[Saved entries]
----------

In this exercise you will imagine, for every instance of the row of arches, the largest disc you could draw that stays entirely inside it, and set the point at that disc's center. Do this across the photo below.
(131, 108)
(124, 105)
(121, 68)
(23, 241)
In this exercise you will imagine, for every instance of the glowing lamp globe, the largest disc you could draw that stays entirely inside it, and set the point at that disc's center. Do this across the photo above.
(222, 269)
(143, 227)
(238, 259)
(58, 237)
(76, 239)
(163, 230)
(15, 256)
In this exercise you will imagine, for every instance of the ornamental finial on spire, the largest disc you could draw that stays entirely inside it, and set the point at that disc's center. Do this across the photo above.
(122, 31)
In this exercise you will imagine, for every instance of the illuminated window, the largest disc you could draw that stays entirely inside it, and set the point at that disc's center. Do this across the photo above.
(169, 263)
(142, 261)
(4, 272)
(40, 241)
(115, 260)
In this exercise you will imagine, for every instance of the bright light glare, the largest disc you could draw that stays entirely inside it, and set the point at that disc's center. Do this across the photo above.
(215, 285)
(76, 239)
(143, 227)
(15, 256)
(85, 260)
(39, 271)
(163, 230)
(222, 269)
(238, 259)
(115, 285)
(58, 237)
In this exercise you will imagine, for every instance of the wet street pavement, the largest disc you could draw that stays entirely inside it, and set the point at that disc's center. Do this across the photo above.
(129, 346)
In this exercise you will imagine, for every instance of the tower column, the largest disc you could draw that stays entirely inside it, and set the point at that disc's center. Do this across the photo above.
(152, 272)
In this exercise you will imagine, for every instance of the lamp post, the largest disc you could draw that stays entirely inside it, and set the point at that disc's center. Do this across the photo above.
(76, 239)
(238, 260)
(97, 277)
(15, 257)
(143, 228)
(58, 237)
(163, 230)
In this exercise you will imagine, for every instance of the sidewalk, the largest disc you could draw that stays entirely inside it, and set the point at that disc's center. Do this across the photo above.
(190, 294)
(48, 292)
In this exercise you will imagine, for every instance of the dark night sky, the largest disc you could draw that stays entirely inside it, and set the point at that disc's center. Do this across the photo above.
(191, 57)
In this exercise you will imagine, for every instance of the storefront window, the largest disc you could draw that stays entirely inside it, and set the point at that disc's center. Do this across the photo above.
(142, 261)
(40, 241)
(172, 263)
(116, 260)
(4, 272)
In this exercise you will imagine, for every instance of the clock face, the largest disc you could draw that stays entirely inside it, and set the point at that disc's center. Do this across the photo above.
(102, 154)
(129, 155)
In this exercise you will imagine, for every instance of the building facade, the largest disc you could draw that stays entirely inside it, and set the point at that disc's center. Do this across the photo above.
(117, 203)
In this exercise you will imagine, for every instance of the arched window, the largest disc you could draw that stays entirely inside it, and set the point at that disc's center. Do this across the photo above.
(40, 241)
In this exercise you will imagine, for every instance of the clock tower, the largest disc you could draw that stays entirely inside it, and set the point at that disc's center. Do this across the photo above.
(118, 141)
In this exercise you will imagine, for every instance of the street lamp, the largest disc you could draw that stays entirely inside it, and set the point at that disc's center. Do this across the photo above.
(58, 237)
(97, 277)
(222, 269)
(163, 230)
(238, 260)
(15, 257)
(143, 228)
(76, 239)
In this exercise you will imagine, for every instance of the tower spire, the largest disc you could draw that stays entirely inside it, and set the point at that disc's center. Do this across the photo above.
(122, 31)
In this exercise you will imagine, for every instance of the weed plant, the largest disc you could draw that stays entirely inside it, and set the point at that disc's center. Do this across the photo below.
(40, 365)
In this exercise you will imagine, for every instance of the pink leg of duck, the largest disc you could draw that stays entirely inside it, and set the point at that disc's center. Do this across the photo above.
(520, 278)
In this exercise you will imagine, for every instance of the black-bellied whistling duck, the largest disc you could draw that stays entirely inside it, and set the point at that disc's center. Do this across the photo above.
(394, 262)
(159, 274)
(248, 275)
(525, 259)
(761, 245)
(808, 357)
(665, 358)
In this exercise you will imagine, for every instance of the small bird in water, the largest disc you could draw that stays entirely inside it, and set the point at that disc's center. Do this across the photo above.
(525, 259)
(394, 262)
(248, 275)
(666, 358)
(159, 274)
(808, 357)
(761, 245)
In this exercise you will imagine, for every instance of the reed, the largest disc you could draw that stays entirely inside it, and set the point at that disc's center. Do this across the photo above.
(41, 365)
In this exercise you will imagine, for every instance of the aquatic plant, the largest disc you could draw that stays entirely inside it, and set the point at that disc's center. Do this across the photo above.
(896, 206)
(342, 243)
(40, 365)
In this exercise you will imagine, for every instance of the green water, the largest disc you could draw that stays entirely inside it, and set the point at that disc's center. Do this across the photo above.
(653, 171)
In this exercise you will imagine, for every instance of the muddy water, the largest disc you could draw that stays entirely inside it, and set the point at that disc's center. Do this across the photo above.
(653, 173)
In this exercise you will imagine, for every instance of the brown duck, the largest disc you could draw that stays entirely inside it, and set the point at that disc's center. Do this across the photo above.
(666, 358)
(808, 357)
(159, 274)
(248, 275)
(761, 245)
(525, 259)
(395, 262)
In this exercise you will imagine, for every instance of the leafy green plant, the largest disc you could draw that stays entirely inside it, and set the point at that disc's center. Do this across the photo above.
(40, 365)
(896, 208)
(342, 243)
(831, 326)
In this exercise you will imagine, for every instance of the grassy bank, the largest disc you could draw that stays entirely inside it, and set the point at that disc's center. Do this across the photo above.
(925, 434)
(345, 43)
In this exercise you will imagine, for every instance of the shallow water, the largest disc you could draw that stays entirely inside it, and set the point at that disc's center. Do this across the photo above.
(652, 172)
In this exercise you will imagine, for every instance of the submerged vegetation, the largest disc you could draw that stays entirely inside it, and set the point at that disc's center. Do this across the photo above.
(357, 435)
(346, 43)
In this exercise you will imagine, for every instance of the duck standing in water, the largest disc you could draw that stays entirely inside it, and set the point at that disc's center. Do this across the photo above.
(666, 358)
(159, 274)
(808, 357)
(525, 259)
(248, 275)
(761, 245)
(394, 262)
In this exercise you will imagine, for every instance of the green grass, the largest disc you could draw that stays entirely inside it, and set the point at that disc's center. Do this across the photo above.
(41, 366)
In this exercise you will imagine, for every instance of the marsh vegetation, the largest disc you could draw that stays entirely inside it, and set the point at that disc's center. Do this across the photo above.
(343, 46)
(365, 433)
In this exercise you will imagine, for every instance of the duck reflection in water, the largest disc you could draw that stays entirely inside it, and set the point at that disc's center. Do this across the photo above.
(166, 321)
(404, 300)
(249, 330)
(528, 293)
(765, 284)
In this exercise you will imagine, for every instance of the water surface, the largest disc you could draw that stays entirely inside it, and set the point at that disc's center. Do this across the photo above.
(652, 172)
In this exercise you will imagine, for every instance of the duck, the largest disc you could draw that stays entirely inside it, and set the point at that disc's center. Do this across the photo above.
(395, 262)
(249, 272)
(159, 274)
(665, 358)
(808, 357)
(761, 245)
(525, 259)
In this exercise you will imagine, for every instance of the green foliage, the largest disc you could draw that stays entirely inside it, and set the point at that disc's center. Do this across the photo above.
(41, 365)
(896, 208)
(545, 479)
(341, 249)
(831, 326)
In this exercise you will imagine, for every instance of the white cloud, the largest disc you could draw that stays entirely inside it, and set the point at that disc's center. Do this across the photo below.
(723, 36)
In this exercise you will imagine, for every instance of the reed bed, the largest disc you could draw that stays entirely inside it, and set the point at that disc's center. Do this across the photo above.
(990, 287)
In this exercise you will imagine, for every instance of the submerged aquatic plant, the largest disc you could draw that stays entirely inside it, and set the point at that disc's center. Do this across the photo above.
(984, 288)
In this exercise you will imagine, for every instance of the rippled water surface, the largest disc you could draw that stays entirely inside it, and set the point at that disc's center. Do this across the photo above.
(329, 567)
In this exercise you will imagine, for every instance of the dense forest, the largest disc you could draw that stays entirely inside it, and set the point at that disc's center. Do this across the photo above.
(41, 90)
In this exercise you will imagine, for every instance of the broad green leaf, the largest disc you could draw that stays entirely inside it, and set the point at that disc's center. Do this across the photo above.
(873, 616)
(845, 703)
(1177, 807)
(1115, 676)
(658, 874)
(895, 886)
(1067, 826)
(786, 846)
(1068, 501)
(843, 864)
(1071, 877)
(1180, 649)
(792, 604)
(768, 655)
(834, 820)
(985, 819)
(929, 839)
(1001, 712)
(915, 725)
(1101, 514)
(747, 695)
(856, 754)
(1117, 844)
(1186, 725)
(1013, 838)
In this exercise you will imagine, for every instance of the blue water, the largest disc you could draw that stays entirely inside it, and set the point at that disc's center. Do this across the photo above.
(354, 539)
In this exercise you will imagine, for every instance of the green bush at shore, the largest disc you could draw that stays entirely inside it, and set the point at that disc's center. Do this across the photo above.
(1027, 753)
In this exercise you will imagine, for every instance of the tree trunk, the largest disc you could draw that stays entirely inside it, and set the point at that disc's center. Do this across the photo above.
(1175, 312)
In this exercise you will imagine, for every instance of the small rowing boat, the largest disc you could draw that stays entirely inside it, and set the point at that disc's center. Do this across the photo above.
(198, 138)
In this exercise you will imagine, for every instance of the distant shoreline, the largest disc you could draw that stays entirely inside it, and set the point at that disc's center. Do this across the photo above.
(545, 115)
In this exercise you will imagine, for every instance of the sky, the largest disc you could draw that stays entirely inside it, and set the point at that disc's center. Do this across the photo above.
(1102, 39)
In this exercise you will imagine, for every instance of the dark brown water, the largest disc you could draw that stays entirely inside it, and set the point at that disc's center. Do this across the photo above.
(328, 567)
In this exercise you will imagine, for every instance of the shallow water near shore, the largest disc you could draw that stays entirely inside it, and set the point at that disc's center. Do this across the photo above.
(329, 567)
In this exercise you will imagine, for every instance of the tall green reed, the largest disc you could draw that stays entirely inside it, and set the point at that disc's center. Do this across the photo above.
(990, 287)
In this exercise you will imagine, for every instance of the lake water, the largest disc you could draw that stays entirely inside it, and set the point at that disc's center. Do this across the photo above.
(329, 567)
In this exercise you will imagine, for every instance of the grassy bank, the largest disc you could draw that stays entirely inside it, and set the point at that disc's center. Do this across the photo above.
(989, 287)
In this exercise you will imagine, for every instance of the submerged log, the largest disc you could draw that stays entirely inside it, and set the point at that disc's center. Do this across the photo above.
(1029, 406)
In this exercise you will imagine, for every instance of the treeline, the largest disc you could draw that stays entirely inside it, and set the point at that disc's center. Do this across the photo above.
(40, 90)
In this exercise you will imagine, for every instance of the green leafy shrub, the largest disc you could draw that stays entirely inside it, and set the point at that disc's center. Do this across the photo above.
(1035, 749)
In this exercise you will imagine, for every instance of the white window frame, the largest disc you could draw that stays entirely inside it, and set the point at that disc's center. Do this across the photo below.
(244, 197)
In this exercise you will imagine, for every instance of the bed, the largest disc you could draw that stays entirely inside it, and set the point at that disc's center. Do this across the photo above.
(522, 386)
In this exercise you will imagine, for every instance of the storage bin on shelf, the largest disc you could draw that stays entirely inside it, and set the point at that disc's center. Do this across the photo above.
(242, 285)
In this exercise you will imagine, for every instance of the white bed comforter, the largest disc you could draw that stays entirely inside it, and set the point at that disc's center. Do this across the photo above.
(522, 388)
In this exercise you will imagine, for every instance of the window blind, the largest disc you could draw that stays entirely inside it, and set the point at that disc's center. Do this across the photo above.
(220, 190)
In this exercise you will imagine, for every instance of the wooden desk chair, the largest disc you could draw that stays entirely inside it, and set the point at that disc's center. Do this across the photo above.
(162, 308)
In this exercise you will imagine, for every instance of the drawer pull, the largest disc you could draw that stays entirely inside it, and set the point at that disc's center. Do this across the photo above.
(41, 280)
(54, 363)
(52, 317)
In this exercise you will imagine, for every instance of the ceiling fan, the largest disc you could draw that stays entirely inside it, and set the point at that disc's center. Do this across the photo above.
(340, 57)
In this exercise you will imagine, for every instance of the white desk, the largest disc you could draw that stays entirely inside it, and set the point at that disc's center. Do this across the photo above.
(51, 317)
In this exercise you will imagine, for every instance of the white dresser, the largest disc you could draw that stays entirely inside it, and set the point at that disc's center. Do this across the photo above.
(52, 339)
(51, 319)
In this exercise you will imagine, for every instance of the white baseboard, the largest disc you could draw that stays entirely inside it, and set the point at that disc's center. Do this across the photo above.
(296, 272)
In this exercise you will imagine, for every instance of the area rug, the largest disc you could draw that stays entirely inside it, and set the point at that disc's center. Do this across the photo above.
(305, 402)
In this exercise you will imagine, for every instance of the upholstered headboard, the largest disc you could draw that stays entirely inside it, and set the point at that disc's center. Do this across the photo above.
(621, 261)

----------

_Assignment_
From the line containing "of the ceiling" down to the last line of the data above, copy every line exactly; leave out all other lines.

_Result for this exercise_
In this exercise you will imagine, for every instance of the ceiling fan, the largest disc you could draw that stays entirely inside it, and set the point at that disc's center. Do this across the photo above.
(340, 57)
In this exercise you will imagine, for every instance of the white desk, the largest disc you could draw that stays entirely inside it, and set the point at that disc's center. Do this across the photo above.
(51, 317)
In this exercise you will imagine, for every instance of the white dresser, the largest disc you could draw that stays entirely inside it, and set the point at that disc's center. Do this across the photo above.
(52, 339)
(51, 319)
In this exercise you will imagine, for every instance of the white baseboard, the largest disc you could draw that stays entirely inside it, and set the point at that disc's center. Do this across the photo above.
(296, 272)
In this exercise you will imagine, for every instance of the area rug, the largest disc you could draw that stays entirely inside it, and set the point at that disc's center. Do this across the photo above.
(305, 402)
In this exercise you will imagine, for every instance of the upholstered headboard, the largest disc you could draw that stays entirely inside it, and set the point at that disc's center. Do this across the photo above.
(621, 261)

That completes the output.